D. - Anche perché bisogna ricordare e sottolineare
che ci sono rapporti molto stretti tra Washington e Pechino: non a caso la Cina ha
acquistato una quota molto importante del debito americano…
R. - Sì, naturalmente
la Cina è molto esposta nei confronti degli Stati Uniti e quindi ha tutto l’interesse
che l’economia statunitense riprenda e questo anche grazie ad una stabilizzazione
dei rapporti di cambio. Una crisi fiscale degli Stati Uniti, dovuta anche alla poca
crescita, ovviamente si ripercuoterebbe sui creditori degli Stati Uniti e quindi,
in primo luogo, sulla Cina.
D. - L’Europa, invece, continuerà per Washington
ad essere un attore di secondo piano dal punto di vista economico?
R. - L’Europa
è comunque, nel suo complesso, un continente di grande importanza: il problema per
l’Europa - come noto - è quello di superare le divisioni interne e quindi di avviare
un processo di integrazione - e questo almeno tra i Paesi dell’area Euro - più forte
di quello che è avvenuto finora, accompagnando l’integrazione fiscale a quella monetaria.
In questo modo si potrà avviare un cammino in cui si scongiuri definitivamente lo
scenario del break-up, dello spaccamento dell’unione monetaria. Questo è il problema
fondamentale e su questo gli americani hanno sempre insistito - anche questo governo
- con l’Europa, perché faccia di tutto per scongiurare questo scenario.
E l’economia
ha dominato ieri anche il 18.mo Congresso del Partito Popolare cinese che si è aperto
a Pechino con il compito di rinnovare la classe dirigente e preparare le linee guida
del Paese per i prossimi 10 anni. Al centro dell’intervento del presidente Hu Jintao
lo sviluppo economico come sottolinea, al microfono di Benedetta Capelli, Francesco
Sisci corrispondente a Pechino de Il Sole 24 ore:
R. – Questo
è stato un discorso, in realtà, di chiusura dei dieci anni. Per il discorso di apertura,
nei prossimi dieci anni, dovremo aspettare l’intervento del prossimo segretario generale,
che sarà eletto alla fine del Congresso, e sarà Xi Jinping. L’apertura fatta da Hu
Jintao, in realtà, ha come centro la questione dello sviluppo. Lo sviluppo economico
è il punto centrale dell’economia e della politica cinese per i prossimi dieci anni
e la Cina si ripromette che, da qui al 2022, il prodotto interno lordo nazionale sarà
raddoppiato.
D. – Hu Jintao ha puntato molto l’accento sulla corruzione e ha
invitato all’autodisciplina. Dichiarazioni che sono arrivate dopo lo scandalo di Bo
Xilai, uomo di punta del partito, ma anche dopo alcuni articoli americani riguardanti
i patrimoni nascosti della dirigenza cinese. Un messaggio rivolto a chi?
R.

| Elenco dei compiti |
1/ Rispondi a queste domande sull'articolo:
(a) Quale Paese ha comprato una quota molto importante del debito americano?
(b) Chi sarà eletto segretario generale alla fine del Congresso?
(c) Entro quale anno la Cina conta di raddoppiare il prodotto interno lordo nazionale?
2/ Scrivi tutte le persone che l'articolo nomina con nome e cognome.

| Dati forniti |
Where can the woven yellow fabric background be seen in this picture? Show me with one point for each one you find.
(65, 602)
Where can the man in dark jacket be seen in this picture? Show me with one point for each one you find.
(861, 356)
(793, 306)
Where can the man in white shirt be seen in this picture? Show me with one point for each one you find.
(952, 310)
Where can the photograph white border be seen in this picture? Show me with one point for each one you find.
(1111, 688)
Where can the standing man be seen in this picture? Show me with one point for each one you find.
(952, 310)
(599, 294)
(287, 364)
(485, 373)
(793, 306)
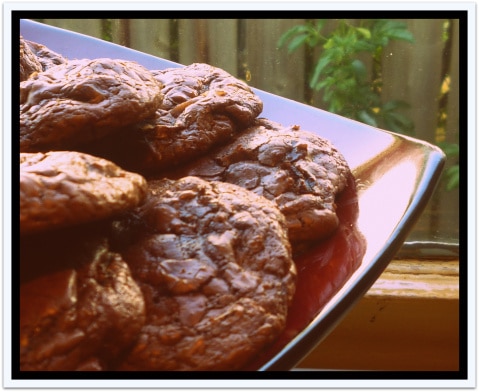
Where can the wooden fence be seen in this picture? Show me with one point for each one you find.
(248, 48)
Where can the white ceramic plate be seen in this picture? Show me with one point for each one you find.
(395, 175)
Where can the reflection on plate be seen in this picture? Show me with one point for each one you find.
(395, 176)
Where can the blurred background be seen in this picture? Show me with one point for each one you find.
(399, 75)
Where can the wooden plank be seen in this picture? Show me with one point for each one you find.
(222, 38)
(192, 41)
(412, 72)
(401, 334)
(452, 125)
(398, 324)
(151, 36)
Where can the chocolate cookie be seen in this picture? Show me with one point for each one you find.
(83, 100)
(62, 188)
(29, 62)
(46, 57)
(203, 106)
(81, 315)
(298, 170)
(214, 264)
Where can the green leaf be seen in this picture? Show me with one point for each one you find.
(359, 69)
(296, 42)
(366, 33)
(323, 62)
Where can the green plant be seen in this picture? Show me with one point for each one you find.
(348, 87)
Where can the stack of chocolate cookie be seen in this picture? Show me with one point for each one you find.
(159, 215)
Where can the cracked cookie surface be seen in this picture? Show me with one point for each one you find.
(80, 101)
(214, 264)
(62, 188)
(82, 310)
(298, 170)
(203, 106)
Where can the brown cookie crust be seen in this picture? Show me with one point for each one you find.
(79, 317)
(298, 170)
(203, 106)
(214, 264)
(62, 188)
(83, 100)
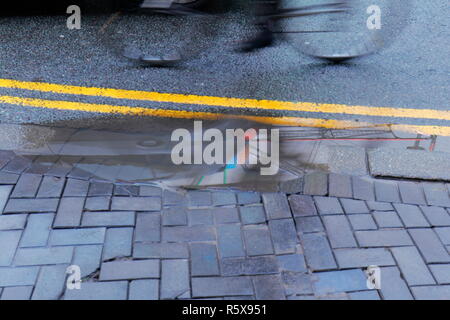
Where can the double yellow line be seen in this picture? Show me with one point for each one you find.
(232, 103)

--

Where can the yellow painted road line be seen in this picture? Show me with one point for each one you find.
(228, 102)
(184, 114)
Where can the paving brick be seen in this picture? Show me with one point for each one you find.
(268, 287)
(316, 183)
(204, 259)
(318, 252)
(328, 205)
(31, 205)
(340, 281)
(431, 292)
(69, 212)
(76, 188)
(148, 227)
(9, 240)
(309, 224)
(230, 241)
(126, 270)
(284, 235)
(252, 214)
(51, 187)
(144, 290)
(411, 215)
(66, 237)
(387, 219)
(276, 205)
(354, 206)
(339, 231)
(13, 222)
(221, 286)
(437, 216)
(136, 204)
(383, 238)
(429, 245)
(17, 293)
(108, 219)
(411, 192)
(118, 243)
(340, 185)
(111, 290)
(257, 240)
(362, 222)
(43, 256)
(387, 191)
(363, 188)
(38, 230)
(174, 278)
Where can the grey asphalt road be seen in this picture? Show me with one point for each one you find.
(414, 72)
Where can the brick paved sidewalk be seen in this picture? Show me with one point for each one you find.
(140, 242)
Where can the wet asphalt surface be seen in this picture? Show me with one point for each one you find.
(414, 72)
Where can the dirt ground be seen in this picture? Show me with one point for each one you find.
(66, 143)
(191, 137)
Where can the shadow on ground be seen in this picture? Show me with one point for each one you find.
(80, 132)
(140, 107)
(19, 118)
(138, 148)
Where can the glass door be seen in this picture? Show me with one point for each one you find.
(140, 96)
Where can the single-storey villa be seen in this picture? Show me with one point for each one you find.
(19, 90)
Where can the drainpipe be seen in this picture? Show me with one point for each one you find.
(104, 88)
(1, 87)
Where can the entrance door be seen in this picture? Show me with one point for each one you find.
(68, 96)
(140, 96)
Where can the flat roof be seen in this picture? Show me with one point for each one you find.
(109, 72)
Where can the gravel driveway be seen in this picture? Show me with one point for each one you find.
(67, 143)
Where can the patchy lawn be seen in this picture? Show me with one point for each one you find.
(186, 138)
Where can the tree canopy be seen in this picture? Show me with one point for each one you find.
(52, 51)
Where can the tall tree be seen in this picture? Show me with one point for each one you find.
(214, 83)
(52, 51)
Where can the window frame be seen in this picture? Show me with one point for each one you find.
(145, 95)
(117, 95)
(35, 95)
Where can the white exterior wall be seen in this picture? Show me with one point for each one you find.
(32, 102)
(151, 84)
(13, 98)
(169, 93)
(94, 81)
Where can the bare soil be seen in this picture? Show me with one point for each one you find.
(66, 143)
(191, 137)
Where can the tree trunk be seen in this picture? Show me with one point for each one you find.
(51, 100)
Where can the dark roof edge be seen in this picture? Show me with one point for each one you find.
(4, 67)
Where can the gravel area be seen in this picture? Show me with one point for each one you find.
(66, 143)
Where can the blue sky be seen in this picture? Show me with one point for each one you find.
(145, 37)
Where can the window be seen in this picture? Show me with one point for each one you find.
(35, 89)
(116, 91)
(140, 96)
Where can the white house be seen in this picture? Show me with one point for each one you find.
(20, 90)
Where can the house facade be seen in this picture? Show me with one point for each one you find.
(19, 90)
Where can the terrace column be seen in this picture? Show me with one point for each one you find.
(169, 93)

| Risultati dei compiti |
1/
(a) La Cina.
(b) Xi Jinping.
(c) Entro il 2022.

2/ Hu Jintao, Benedetta Capelli, Francesco Sisci, Xi Jinping, Bo Xilai